Records excerpted from a collection:

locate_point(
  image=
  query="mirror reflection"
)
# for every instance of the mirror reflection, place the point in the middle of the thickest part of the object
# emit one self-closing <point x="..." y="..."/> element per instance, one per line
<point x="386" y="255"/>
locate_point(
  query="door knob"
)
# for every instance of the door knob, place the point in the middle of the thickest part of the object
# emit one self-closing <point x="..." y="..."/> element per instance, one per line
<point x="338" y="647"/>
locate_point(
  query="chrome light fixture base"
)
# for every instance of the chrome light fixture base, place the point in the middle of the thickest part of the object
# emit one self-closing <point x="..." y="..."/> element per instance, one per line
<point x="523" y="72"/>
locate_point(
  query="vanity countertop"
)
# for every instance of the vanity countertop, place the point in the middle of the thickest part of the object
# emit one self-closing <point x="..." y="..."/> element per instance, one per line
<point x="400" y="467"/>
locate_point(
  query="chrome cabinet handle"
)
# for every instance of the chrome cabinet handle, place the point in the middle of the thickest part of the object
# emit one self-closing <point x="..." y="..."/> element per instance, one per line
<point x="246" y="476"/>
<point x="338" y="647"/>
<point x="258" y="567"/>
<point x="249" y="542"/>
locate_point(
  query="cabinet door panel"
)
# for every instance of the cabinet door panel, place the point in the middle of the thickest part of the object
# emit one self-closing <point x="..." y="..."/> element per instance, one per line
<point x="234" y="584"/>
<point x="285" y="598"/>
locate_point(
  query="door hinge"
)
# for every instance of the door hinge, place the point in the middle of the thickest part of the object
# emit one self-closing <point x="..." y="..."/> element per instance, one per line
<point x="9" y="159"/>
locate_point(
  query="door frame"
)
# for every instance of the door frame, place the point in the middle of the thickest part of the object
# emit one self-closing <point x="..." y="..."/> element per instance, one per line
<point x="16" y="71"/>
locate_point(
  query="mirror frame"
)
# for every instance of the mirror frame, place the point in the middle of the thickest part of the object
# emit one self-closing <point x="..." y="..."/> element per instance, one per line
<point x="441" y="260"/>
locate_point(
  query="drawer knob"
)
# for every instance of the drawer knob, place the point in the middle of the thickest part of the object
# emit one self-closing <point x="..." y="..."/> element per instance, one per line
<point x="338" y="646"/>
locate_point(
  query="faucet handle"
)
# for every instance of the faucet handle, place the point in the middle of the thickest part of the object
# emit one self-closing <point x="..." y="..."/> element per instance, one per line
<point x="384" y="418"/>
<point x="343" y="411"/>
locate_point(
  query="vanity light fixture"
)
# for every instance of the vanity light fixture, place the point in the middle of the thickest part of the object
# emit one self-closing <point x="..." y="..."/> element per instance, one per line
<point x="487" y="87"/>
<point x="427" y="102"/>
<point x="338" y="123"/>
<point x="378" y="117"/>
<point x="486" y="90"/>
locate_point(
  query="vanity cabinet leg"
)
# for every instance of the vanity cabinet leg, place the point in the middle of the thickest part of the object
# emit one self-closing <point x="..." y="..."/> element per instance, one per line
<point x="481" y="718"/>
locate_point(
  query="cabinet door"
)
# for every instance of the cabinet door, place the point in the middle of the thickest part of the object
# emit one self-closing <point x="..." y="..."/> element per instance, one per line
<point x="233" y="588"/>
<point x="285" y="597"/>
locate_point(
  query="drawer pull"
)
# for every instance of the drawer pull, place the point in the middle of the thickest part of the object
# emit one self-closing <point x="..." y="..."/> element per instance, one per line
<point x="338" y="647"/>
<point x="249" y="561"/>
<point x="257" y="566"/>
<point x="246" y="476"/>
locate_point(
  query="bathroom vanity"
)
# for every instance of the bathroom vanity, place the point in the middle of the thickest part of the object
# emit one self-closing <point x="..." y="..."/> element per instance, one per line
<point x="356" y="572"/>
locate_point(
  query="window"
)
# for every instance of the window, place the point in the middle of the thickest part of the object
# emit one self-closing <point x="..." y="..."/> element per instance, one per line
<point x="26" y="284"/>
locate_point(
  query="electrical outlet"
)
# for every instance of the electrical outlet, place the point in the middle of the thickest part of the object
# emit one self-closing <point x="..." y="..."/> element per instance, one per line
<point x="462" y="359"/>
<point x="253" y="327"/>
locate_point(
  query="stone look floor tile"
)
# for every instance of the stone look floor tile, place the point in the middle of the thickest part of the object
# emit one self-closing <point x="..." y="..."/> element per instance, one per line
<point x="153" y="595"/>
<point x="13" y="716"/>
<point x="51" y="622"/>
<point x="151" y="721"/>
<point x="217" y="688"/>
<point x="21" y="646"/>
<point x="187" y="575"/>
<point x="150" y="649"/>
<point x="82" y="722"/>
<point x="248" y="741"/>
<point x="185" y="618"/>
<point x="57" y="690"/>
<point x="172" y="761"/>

Given task: Each record above must be given again exactly.

Written answer:
locate_point(
  image=
  query="mirror reflection"
)
# for every instance of the mirror reflection, place the point in the middle of the thickest part of the object
# emit one self-closing <point x="..." y="..."/> element per instance, one per line
<point x="386" y="255"/>
locate_point(
  query="door knob"
)
# for every instance of the door knob, place the point in the middle of the thickest part of the object
# emit one self-closing <point x="..." y="..."/> element per instance, one per line
<point x="338" y="647"/>
locate_point(
  query="chrome light fixture base"
)
# for every instance of the chrome light fixture base, place the point in the middle of the thickest part of the object
# emit one self-closing <point x="..." y="..."/> element per instance, one per line
<point x="523" y="72"/>
locate_point(
  query="vanity countertop"
)
# for every instance of the vanity countertop, place the point in the middle of the thickest part of the object
# emit one self-closing <point x="..." y="..."/> element per instance, one per line
<point x="400" y="467"/>
locate_point(
  query="chrome cabinet handle"
)
# for every instance of the chrome cabinet handle, place the point in the middle of the thickest part of the object
# emit one self-closing <point x="..." y="..."/> element per instance, one per line
<point x="246" y="476"/>
<point x="338" y="647"/>
<point x="258" y="567"/>
<point x="249" y="542"/>
locate_point(
  query="cabinet door panel"
)
# for every instance of the cabinet door panel, place the point in the middle of the thickest part of the object
# emit one self-closing <point x="..." y="..."/> element per instance, one per line
<point x="234" y="584"/>
<point x="285" y="598"/>
locate_point(
  query="door hinge"
)
# for every instance of the door hinge, place the point in the middle of the thickest part of the object
# emit one self-closing <point x="..." y="..."/> element per instance, one per line
<point x="9" y="159"/>
locate_point(
  query="door frame"
)
# for every instance of the door frame, place the point in the middle of the thickest part of the object
# emit one self-closing <point x="..." y="..."/> element per instance, one per line
<point x="16" y="71"/>
locate_point(
  query="mirror frame"
)
# for every instance of the mirror frame, place the point in the middle of the thickest part of the object
# emit one self-closing <point x="..." y="..."/> element per instance, one per line
<point x="441" y="260"/>
locate_point(
  query="drawer knob"
)
# for every instance of the drawer knob, place the point in the middle of the thickest part of the object
# emit one self-closing <point x="..." y="..."/> element per instance, one per line
<point x="338" y="646"/>
locate_point(
  query="faucet handle"
)
# for every instance of the faucet handle, place the point in the middle of the thickest part of the object
# emit one self-closing <point x="..." y="..."/> element per instance, one per line
<point x="384" y="418"/>
<point x="343" y="411"/>
locate_point(
  query="vanity light fixture"
)
# for every instance of the vanity light fixture, place the point in the middle of the thickest part of the object
# emit one self-closing <point x="..." y="..."/> element per instance, one per line
<point x="487" y="87"/>
<point x="427" y="102"/>
<point x="338" y="123"/>
<point x="378" y="117"/>
<point x="486" y="90"/>
locate_point(
  query="vanity cabinet leg"
)
# for every instance of the vanity cabinet leg, place the point in the middle of the thickest part of the object
# emit one self-closing <point x="..." y="..."/> element per instance, one per line
<point x="481" y="718"/>
locate_point(
  query="cabinet door"
)
# for every instance of the cabinet door, place the point in the middle of the thickest part of the object
# emit one self-closing <point x="..." y="..."/> element per instance, one per line
<point x="233" y="588"/>
<point x="285" y="597"/>
locate_point(
  query="drawer pull"
)
# for every instance of the drawer pull, place the point in the middle of the thickest part of the object
# emit one self-closing <point x="..." y="..."/> element per instance, one per line
<point x="338" y="647"/>
<point x="249" y="561"/>
<point x="257" y="566"/>
<point x="246" y="476"/>
locate_point(
  query="bathroom vanity"
)
# for every instance of the bathroom vanity, place the point in the middle of the thickest part of the object
# emit one self-closing <point x="..." y="..."/> element per instance, one per line
<point x="356" y="572"/>
locate_point(
  query="window"
)
# for every instance of the window, place the point in the middle of the thickest part of the object
# emit one self-closing <point x="..." y="..."/> element per instance, one per line
<point x="26" y="284"/>
locate_point(
  query="electrical outlet"
)
# for every instance of the electrical outlet, place the point in the middle of the thickest part of the object
# emit one self-closing <point x="..." y="..."/> element per instance, one per line
<point x="462" y="359"/>
<point x="253" y="327"/>
locate_point(
  query="stone look floor tile"
)
# for every instance of the stone look floor tile, place the point in the middle of the thickest part of the object
# emit one self-closing <point x="..." y="..."/> element per instance, one per line
<point x="153" y="595"/>
<point x="13" y="716"/>
<point x="51" y="622"/>
<point x="151" y="721"/>
<point x="217" y="688"/>
<point x="21" y="646"/>
<point x="187" y="575"/>
<point x="150" y="649"/>
<point x="82" y="722"/>
<point x="248" y="741"/>
<point x="185" y="618"/>
<point x="57" y="690"/>
<point x="172" y="761"/>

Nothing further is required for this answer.